Inquiry: Entry and link type namespacing

thedavidmeister · December 9, 2019, 3:48pm

there’s more than names to consider when wanting to link across zomes as link validation depends on base validation

pauldaoust · December 9, 2019, 5:42pm

heh, @freesig and I were just walking through this very issue on Thursday… to me it would seem that including a crate into your zome, you should have the privilege of namespacing its entries and functions however you like. Functions is easy: you can only define zome functions inside the mod marked with #[zome], and you can choose to expose as many or as few as the lib crate’s functions as zome functions as you like, with whatever name you like.

Entry/link types are harder, especially because (a) that mixin crate’s helper functions need to know what namespace you’ve given everything, and (b) you can’t opt in/out of this or that entry type definition cuz you don’t know which ones are needed internally. That’s the risk of allowing a mixin crate to write its own data, I guess. To those with better Rust chops than I have (which is probably everyone here), can anyone think of a tidy way to do this, with or without macros? And as @freesig said, maybe allowing a mixin crate to write its own data is irregular compared to other stacks (app + relational DB) where the data layer is separate?

Good quote I think this is a useful framing that might help guide the outcome of this discussion.

@freesig did you determine if this was actually true vs me just talking through my hat?

@thedavidmeister without knowing what the “more [things] to consider” are, this feels important to dig into. Could you elaborate? I’m picturing two scenarios:

link validity depends on validity of base, doesn’t depend on knowledge of the base’s content
link validity depends on validity + content of base, which would probably require some cross-zome code sharing (struct def + deserialisation at least) to get working

thedavidmeister · December 11, 2019, 11:55am

validation needs to be deterministic and reproduceable by everyone, if you need to do validation across zomes, and end-users are deciding what those zomes are at runtime, then different people will have different opinions on validity

also the validation logic is happening “over there” which needs to be handled, probably at the subconscious layer, so it doesn’t just fail when the current zome fails to find the base entries

pauldaoust · December 11, 2019, 3:54pm

I thought it’s the developer who chooses which zomes go into the DNA, and the user can only make choices about whether to swap one bridged DNA for another (and then only when the developer has specified that a bridge dependency can be satisfied with a trait rather than a specific DNA hash)? To clarify, here we’re talking about entries and links that all live on the same DHT but whose types are defined in separate modules.

++++++++

- **REQUIRED WORK**:
a) Decide whether each statement agrees with the forum thread on entry and link type namespacing, answering yes or no and quoting the words that decide it: (i) zome functions can only be defined inside the mod marked with #[zome]; (ii) pauldaoust finds functions harder to namespace than entry/link types; (iii) thedavidmeister says validation must be deterministic.
b) Return the passage of the forum thread on entry and link type namespacing starting at "Entry/link types are" and ending at "layer is separate?".
c) List the date and time of every post in the forum thread on entry and link type namespacing.
The lines that come after the forum thread aren't needed for any of this.

++++++++

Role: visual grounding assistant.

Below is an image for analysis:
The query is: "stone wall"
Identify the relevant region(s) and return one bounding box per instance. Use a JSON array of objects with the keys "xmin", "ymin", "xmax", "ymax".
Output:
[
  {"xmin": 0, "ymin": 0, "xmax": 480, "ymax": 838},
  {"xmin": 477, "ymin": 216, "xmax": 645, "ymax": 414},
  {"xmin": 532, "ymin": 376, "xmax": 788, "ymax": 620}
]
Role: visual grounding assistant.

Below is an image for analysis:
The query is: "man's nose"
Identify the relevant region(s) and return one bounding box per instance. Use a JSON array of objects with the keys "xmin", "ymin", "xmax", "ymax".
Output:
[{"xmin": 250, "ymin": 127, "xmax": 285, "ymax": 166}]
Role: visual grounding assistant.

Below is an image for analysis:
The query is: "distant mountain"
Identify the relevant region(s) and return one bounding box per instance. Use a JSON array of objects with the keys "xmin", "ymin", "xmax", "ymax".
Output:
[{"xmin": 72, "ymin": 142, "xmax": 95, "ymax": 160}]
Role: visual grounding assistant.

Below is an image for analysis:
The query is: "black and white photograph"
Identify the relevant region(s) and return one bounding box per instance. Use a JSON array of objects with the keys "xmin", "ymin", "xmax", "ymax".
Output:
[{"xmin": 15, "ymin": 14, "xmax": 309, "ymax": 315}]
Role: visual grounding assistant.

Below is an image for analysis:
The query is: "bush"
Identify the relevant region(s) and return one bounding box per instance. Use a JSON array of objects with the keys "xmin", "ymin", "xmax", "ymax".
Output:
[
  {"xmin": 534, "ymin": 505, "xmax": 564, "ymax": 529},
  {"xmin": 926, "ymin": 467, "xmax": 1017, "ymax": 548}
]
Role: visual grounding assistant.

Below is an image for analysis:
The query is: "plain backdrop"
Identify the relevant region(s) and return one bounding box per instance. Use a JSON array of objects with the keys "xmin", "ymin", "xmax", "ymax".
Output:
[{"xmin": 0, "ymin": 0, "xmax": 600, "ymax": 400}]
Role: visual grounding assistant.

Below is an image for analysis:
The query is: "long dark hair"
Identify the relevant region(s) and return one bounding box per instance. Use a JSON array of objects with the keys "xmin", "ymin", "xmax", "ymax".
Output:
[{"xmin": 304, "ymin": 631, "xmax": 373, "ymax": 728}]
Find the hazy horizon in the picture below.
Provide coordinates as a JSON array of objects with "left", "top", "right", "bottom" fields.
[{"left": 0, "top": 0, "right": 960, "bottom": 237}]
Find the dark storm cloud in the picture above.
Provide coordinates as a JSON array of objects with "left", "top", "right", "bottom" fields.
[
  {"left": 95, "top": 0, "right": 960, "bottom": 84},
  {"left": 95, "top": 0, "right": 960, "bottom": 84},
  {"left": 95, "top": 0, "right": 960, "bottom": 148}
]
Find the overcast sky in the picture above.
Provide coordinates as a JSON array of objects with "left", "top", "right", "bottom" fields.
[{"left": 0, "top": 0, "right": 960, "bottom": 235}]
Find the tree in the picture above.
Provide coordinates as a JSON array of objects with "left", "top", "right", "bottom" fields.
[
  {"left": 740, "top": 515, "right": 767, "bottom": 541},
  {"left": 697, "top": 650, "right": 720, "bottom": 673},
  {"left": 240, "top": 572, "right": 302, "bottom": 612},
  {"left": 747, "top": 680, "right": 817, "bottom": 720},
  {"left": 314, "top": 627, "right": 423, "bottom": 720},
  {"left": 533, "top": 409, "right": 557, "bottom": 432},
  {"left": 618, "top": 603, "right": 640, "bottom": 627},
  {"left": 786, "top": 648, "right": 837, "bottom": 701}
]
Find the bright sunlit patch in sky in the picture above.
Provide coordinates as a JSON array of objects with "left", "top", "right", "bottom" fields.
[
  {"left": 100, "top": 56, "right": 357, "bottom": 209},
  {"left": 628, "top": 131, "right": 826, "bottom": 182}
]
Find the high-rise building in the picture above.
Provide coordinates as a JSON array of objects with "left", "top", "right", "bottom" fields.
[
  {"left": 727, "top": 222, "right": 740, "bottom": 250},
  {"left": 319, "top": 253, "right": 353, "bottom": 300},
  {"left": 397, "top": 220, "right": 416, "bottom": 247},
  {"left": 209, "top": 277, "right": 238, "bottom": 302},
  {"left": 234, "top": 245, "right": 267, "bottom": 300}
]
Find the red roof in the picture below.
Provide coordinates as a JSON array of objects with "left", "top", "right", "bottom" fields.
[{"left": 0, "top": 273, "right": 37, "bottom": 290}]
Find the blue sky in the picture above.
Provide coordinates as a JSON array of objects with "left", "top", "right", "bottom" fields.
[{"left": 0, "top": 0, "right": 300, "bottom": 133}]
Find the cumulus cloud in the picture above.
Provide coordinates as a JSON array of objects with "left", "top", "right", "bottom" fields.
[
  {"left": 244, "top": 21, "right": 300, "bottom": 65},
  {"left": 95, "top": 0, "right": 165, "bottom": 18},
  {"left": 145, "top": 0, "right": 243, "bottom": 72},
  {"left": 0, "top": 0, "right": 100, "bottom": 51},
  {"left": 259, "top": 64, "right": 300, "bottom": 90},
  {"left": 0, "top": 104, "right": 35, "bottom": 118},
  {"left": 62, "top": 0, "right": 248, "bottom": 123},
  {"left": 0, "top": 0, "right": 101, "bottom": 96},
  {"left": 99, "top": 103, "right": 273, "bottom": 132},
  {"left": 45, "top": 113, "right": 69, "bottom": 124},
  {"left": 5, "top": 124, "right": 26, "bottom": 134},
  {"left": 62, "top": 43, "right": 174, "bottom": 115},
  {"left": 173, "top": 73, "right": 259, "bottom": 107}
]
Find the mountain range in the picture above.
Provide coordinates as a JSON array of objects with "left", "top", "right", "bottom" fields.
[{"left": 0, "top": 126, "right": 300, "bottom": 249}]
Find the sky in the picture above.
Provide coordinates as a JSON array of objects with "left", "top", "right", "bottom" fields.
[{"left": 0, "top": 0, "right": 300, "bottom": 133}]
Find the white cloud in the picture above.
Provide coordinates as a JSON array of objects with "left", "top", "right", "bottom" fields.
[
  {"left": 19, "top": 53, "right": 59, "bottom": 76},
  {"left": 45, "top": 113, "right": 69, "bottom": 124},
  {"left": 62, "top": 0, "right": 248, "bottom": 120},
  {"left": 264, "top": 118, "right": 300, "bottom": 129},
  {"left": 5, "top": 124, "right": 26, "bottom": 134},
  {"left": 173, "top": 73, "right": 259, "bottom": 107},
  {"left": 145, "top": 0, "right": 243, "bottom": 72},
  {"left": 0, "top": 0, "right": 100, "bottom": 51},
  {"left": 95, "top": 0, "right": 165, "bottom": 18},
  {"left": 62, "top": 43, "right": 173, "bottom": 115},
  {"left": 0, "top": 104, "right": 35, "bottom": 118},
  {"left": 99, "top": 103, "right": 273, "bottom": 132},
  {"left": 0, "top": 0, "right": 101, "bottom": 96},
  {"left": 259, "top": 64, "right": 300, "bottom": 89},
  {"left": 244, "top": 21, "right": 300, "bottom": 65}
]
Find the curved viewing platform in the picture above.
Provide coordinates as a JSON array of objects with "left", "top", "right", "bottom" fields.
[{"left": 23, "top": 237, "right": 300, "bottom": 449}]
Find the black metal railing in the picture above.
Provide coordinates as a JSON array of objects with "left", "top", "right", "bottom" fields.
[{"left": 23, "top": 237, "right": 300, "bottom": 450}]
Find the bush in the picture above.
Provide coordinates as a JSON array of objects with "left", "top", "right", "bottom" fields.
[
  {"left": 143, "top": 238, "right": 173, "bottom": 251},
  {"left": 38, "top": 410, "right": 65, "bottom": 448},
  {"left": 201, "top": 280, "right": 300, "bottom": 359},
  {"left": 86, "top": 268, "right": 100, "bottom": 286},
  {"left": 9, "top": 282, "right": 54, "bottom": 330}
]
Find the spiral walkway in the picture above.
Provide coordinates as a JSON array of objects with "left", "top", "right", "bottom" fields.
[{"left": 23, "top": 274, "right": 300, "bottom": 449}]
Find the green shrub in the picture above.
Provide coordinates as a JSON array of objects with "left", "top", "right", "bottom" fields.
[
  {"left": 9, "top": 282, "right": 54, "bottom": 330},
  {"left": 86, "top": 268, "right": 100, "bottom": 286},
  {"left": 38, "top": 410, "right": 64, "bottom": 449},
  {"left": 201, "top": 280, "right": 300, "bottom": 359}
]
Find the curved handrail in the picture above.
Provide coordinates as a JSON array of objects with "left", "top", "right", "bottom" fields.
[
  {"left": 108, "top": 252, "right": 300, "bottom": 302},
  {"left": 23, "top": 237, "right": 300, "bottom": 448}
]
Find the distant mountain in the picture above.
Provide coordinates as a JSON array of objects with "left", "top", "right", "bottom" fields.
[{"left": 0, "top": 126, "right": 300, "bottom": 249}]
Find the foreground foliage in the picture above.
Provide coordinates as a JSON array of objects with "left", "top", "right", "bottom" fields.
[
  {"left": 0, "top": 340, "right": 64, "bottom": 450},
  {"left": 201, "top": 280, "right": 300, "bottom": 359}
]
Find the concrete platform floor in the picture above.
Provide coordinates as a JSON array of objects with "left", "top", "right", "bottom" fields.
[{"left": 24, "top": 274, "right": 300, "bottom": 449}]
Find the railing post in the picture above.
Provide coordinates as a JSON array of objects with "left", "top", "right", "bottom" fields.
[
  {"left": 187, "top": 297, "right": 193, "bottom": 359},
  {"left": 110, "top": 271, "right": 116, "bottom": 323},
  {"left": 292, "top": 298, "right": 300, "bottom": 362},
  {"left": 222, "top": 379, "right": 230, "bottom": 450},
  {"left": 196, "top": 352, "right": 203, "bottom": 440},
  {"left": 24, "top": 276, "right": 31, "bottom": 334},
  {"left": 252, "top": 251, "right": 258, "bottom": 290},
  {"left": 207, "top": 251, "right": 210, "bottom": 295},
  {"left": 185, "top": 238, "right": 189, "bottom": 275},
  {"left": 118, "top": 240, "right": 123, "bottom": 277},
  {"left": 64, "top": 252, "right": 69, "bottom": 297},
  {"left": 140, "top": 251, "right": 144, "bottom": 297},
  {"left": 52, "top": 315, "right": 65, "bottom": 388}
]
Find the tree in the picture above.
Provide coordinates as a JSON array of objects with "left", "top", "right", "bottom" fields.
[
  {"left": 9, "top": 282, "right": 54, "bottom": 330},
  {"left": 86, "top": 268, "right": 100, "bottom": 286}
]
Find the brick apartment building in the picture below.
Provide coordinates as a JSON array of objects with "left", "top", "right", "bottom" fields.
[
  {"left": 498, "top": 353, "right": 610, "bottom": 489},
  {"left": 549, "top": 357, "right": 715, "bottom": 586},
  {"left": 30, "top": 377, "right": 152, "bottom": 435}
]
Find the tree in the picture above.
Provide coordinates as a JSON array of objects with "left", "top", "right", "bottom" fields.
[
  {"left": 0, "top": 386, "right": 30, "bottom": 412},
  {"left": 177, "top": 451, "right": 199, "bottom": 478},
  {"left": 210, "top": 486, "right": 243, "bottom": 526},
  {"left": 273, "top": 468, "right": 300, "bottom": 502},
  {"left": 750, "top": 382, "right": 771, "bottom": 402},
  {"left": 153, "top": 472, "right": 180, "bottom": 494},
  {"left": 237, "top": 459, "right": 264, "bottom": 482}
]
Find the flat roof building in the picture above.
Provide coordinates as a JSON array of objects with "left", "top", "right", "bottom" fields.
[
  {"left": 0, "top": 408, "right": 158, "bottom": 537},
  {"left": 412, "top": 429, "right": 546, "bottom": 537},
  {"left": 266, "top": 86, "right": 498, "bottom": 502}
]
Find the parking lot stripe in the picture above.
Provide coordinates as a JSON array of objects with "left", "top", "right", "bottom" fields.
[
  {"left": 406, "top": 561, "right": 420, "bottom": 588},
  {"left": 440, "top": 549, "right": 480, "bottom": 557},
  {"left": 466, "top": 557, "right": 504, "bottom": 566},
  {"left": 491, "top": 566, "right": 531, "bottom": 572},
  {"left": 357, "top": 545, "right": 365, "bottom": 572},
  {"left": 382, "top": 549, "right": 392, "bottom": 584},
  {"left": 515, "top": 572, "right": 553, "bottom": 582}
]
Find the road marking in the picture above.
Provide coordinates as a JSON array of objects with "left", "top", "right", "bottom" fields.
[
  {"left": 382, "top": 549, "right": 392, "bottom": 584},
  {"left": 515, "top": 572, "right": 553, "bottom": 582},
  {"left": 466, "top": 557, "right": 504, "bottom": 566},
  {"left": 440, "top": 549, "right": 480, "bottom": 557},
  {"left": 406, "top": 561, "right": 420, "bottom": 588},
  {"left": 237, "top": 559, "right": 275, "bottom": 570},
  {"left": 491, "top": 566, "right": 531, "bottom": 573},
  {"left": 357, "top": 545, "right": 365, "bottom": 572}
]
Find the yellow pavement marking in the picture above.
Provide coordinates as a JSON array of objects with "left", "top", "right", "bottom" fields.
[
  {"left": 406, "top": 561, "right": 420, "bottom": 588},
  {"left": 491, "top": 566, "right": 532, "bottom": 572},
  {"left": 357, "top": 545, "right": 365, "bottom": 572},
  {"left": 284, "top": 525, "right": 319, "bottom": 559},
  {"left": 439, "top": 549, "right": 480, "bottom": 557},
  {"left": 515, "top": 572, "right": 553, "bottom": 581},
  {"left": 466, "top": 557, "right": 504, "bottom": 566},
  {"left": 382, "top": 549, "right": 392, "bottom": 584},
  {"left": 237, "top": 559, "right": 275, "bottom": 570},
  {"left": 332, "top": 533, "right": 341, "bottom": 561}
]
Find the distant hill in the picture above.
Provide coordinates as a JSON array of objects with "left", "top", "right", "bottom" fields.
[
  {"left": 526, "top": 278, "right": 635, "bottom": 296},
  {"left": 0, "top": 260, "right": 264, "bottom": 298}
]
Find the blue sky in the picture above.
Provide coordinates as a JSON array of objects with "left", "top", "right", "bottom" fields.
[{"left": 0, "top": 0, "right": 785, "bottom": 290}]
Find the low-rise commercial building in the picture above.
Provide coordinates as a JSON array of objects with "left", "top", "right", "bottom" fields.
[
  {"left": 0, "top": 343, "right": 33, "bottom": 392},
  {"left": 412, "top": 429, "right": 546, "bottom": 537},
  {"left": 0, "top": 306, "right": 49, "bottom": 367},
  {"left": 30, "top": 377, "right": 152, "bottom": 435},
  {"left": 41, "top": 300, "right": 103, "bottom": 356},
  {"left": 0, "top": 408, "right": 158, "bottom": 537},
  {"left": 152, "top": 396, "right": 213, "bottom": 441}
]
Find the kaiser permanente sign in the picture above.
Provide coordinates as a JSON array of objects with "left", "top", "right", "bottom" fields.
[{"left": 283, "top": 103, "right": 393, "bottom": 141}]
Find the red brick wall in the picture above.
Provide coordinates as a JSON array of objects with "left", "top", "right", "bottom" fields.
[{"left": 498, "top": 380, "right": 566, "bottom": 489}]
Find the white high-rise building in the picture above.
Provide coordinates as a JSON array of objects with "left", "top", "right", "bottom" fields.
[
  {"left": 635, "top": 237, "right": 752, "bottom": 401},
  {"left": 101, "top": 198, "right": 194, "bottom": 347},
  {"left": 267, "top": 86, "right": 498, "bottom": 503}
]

++++++++

- **TASK RESULTS**:
a)
(i) Yes: "you can only define zome functions inside the mod marked with #[zome]"
(ii) No: "Entry/link types are harder"
(iii) Yes: "validation needs to be deterministic and reproduceable by everyone"

b)
Entry/link types are harder, especially because (a) that mixin crate’s helper functions need to know what namespace you’ve given everything, and (b) you can’t opt in/out of this or that entry type definition cuz you don’t know which ones are needed internally. That’s the risk of allowing a mixin crate to write its own data, I guess. To those with better Rust chops than I have (which is probably everyone here), can anyone think of a tidy way to do this, with or without macros? And as @freesig said, maybe allowing a mixin crate to write its own data is irregular compared to other stacks (app + relational DB) where the data layer is separate?

c)
December 9, 2019, 3:48pm
December 9, 2019, 5:42pm
December 11, 2019, 11:55am
December 11, 2019, 3:54pm